(RECORDS FOR THE EXERCISE begins)

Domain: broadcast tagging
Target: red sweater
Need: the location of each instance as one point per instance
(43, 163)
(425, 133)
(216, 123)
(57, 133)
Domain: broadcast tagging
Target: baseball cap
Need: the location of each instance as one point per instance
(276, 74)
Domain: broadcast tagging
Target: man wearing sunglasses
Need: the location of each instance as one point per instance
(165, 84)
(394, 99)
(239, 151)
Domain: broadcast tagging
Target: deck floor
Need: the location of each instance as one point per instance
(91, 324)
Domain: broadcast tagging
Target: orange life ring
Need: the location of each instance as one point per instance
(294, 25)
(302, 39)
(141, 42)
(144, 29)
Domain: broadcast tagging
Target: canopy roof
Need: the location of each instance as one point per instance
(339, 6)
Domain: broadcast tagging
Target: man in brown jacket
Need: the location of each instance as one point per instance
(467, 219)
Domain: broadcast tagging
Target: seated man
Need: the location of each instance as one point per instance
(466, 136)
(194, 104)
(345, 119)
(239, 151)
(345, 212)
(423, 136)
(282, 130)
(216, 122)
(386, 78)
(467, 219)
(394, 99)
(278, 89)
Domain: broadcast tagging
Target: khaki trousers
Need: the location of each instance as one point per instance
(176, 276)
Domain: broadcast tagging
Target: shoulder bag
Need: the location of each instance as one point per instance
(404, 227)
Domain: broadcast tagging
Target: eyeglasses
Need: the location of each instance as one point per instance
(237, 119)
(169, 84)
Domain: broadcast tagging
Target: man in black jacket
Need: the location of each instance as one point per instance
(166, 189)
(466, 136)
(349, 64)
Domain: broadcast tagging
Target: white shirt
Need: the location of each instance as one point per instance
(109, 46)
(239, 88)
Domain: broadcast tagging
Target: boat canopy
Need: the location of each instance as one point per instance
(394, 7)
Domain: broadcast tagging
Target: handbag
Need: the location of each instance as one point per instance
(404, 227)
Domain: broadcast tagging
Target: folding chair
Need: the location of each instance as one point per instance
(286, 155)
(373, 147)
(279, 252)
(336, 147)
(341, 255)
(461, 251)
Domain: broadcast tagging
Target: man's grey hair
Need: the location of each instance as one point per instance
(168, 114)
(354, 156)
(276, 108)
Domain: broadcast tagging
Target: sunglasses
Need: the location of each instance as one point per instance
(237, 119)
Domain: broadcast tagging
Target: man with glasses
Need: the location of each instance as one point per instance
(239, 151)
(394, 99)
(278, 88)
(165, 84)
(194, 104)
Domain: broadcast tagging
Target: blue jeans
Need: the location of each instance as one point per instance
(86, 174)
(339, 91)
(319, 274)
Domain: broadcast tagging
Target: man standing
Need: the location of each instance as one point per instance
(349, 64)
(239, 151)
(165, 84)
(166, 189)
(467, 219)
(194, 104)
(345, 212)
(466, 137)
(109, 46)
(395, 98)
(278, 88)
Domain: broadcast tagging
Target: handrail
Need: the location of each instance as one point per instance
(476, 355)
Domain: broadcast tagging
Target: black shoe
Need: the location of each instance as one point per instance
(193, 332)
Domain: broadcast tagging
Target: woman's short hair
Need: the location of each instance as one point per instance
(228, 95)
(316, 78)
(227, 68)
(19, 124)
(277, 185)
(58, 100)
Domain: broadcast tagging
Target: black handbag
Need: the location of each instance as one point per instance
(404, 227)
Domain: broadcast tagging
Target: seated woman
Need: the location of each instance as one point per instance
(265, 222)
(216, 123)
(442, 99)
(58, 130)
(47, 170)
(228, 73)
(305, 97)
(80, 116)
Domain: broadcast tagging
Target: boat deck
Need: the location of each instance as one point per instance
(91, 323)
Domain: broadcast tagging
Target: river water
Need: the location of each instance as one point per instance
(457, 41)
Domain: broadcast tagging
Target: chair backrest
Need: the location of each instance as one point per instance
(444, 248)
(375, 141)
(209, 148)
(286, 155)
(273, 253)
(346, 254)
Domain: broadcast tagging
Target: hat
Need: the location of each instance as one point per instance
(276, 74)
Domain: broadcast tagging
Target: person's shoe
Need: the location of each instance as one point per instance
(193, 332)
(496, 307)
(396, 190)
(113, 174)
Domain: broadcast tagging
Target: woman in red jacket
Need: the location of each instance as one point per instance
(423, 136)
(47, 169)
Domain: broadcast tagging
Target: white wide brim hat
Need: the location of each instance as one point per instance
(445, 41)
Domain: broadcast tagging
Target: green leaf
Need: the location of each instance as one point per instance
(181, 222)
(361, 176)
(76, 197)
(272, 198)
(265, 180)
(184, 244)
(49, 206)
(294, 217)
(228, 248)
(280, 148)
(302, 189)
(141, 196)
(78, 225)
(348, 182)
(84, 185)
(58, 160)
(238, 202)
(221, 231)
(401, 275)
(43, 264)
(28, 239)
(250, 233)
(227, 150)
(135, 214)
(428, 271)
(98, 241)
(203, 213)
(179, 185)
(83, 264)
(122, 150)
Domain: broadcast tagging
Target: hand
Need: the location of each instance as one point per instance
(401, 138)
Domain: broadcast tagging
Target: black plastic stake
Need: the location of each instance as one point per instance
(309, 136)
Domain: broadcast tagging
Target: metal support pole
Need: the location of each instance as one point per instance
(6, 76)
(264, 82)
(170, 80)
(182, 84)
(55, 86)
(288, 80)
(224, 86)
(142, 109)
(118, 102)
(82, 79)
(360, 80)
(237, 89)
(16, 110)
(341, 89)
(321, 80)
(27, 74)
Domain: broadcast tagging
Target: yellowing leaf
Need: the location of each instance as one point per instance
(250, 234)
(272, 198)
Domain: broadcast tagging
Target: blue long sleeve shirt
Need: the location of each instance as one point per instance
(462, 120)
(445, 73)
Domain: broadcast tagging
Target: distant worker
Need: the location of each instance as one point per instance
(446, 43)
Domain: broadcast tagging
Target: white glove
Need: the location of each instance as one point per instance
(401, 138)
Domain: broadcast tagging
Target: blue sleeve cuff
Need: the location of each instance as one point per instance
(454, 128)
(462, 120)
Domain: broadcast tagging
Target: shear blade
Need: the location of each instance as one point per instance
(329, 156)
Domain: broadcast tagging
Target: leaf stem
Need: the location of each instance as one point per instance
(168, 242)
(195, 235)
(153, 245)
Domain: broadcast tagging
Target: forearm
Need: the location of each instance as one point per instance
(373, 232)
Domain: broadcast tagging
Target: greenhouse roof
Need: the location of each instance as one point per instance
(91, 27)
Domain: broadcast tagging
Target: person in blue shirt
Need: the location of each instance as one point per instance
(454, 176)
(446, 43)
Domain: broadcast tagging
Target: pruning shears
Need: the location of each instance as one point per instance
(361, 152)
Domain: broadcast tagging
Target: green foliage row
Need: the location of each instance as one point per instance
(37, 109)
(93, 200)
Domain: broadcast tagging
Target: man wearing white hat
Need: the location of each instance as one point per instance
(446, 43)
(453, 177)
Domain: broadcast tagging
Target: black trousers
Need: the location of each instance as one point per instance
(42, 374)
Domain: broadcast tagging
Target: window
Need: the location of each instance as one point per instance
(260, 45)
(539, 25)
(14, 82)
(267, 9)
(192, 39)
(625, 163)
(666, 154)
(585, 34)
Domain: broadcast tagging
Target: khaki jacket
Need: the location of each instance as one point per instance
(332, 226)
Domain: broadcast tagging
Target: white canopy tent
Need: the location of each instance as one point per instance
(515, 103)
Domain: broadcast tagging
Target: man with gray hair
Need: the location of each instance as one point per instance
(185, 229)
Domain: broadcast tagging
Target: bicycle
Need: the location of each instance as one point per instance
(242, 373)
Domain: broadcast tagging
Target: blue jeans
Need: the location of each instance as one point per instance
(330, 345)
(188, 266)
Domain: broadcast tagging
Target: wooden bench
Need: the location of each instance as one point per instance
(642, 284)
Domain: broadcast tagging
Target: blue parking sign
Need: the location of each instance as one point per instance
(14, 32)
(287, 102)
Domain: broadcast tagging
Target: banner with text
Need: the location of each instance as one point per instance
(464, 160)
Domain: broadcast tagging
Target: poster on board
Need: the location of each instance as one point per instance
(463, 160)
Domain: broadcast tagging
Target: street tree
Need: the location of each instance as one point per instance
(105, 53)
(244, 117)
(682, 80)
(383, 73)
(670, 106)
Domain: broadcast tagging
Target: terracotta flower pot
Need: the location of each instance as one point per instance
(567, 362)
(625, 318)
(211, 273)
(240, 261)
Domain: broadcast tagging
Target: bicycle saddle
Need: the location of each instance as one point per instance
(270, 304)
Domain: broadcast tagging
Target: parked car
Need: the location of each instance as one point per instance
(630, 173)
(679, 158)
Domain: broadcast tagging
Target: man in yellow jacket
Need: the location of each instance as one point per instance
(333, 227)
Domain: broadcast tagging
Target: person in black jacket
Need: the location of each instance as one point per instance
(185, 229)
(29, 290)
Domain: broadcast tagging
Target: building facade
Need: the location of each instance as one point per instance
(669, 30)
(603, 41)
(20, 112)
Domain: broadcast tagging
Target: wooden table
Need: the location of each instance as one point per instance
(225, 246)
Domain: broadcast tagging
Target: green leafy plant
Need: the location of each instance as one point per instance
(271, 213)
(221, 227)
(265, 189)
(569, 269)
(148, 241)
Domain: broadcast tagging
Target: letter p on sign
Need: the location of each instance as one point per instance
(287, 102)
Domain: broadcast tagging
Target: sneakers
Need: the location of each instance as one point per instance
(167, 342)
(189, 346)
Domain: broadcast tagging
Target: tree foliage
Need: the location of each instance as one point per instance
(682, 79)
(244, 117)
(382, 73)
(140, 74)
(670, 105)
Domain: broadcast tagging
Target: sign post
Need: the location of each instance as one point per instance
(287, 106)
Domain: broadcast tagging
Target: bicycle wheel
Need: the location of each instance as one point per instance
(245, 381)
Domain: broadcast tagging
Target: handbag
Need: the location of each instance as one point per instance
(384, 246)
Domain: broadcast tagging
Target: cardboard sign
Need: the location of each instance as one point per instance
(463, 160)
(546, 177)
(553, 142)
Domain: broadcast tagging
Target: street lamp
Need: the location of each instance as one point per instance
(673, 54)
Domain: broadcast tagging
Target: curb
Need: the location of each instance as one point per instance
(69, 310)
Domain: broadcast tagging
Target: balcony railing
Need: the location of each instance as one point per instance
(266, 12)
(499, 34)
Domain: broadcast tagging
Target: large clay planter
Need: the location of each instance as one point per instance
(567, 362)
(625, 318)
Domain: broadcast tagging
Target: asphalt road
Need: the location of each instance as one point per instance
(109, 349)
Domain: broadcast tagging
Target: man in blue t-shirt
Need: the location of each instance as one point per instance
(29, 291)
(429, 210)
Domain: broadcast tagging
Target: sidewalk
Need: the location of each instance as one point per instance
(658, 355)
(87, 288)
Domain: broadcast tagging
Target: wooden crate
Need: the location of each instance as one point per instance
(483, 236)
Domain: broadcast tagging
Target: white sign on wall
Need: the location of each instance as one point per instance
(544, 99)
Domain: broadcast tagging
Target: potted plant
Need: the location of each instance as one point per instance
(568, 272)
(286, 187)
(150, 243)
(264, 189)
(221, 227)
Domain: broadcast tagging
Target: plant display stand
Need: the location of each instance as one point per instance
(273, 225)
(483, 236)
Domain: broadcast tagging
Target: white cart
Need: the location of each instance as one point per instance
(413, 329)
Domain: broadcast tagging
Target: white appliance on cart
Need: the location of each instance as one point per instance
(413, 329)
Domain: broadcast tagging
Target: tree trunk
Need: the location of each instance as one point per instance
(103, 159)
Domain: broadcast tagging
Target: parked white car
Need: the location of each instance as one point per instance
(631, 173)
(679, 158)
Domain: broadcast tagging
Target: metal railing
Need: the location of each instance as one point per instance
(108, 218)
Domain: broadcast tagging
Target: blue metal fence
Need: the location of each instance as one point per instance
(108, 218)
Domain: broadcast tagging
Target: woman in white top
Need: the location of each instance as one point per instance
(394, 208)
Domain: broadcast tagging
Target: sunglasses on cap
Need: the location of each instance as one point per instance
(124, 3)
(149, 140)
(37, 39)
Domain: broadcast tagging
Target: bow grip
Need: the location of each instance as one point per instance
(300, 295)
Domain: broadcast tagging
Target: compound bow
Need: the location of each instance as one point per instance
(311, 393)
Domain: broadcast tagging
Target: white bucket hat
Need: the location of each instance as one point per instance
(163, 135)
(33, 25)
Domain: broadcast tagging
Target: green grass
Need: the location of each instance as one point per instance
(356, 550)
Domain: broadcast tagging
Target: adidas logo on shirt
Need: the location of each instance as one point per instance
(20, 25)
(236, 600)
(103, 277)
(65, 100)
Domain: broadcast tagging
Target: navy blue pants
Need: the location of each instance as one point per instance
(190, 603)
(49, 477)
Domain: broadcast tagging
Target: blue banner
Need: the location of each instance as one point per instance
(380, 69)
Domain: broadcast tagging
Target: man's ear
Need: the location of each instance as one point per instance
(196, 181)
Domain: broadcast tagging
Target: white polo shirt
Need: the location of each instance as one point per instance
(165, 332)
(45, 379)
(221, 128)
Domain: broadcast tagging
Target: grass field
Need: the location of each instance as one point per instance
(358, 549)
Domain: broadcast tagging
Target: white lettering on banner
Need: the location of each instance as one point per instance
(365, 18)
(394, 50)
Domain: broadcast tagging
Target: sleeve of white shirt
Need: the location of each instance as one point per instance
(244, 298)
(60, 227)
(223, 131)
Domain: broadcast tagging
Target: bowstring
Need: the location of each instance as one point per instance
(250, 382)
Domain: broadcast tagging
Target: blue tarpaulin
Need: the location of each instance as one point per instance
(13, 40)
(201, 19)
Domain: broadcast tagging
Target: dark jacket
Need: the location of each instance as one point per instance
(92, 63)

(RECORDS FOR THE EXERCISE ends)

■ ASSIGNMENT
Search the data above and return each line in which "seated" occurs.

■ RESULT FOR THIS EXERCISE
Target: seated man
Target: seated woman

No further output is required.